**WRITTEN REQUEST**
Which lines of the material below contain the word "white"? Gather every one of them and copy each line out in full.

**RAW RECORDS**
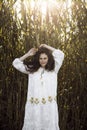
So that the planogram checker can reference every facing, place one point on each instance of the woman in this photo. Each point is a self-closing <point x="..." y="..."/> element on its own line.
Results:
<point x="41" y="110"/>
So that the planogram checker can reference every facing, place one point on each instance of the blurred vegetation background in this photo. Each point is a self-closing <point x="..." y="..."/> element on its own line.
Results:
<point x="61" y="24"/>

--

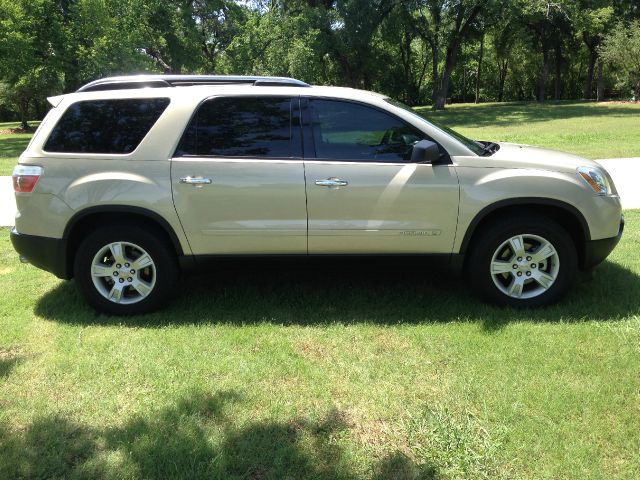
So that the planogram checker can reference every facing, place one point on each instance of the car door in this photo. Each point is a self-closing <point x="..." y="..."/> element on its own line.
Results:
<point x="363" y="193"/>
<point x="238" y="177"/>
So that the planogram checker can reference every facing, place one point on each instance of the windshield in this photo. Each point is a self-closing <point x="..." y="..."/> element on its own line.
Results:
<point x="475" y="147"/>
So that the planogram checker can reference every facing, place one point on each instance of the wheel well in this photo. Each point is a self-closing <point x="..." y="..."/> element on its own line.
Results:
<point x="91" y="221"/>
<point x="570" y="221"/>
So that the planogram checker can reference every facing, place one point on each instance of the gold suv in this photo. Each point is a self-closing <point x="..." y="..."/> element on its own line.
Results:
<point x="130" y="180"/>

* * *

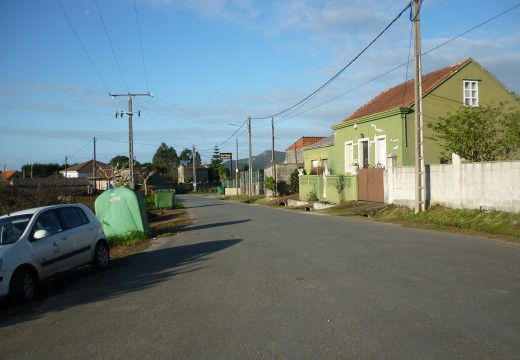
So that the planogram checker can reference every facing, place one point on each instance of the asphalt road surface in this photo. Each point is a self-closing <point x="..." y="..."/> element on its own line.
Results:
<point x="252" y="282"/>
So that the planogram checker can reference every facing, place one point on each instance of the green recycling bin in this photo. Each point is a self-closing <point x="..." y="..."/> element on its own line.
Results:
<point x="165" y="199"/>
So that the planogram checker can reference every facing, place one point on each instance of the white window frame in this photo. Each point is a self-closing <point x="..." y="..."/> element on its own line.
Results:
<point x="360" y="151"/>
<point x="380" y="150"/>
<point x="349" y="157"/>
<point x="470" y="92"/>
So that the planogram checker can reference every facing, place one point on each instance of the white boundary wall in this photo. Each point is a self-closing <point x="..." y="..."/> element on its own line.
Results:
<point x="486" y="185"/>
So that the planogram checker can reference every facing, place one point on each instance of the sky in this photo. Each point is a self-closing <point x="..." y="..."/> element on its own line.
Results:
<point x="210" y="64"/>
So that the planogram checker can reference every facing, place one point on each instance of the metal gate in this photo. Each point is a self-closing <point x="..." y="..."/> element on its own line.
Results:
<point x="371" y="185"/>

**THE REPLY**
So that the planogram checker can reference every facing, place one point on each instance of the white window frame in this photo. Each point is a self-closing <point x="..." y="..."/> element on its own line.
So that the planogram checker can reference every facing, place one point on each instance of the white boundary wall in this photo. Each point is a self-closing <point x="..." y="..."/> element on its own line.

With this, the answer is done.